『高き彼物』出演者インタビューの3人目は、猪原正義役の渡辺敬彦さんです。
猪原正義はこの物語の中心となる人物です。そんな役にどのように向き合っているのか伺いました。
–渡辺さんが演じる「猪原正義」は、どのような人間なのでしょうか?
55歳の男性で15年前まで教師をしていました。しかし、今は教師を辞めてしまい、家に商店を構えて、父親(平八)と娘(智子)と3人で暮らしています。教師という職業にやりがいを感じていたし、周囲も彼にとって教師は天職だったのにと思っているようです。
何かがあった時に、具体的な解決方法は示せないけれど、自分のことと重ね合わせて、親身になって接するというか、一緒に考えようとする男です。
–戯曲『高き彼物』は、マキノノゾミさんが歌人・吉野秀雄の「屑(くず)たばこ集め喫(す)へれど志す高き彼物忘らふべしや」という詩を参考にされたとのことです。この詩についてはどのような印象を受けましたか?
まじめだなぁ、まっすぐだなぁという印象。「高き彼物」が何を指しているかは、具体的に「これだ」というものではなく、それぞれがずっと考え続ける大事なこと、信じていくと決める何かかなぁと思います。

課題
上の『高き彼物』出演者インタビューを、最後の文に続けて書き進めてください。

データ一覧

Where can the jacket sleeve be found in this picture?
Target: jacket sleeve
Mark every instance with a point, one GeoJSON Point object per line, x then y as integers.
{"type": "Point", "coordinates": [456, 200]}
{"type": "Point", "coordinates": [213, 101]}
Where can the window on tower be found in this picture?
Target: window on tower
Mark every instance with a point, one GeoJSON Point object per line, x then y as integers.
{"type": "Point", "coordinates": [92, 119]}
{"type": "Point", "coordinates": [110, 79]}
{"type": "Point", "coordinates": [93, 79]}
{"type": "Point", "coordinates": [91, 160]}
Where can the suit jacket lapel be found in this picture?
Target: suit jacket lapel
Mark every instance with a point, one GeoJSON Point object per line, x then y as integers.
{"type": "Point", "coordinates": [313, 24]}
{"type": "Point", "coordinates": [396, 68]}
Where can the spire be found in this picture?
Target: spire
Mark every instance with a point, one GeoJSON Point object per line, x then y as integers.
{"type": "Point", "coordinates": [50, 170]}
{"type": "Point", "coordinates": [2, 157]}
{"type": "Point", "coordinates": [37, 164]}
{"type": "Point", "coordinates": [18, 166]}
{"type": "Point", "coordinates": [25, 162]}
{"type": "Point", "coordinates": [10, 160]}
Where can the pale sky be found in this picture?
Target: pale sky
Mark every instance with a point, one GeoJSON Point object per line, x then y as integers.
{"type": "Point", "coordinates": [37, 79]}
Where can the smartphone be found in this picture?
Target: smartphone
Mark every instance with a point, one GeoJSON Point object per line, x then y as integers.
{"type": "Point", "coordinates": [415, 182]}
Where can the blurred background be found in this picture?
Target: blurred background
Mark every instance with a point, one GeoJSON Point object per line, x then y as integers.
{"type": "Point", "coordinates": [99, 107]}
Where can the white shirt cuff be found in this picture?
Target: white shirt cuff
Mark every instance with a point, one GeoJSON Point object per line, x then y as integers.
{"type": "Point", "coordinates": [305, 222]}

解答
–話は変わりますが、渡辺さんは作品の設定である1978年のことをよく調べていると伺いました。
私よりみんな調べているし、知識もありますよ(笑)
今回はいつになく少しまじめに役柄の人生と歴史を重ねてみて、「正義」にとって大事な出来事は何か、そして大事な時期はどこかということを考えています。
–古舘さんの稽古はいかがでしょうか。
初めての感じです。すぐに「これだ!」という演技は見つからないし……。古舘さんが稽古場で言うことがわかったつもりでも、できないやっぱりわからないということもありました。それでも稽古が進んでいくと、演出の古舘さんが目指しているところはなんとなくつかめてきたような気がします。
私はいつも舞台上でお客さんにどう見られるかというのを考えていますが、今回は見られ方を考えずに、お客さんがそれぞれどう感じるか、もっとお客さんに任せてしまおうと思っています。
–ありがとうございました。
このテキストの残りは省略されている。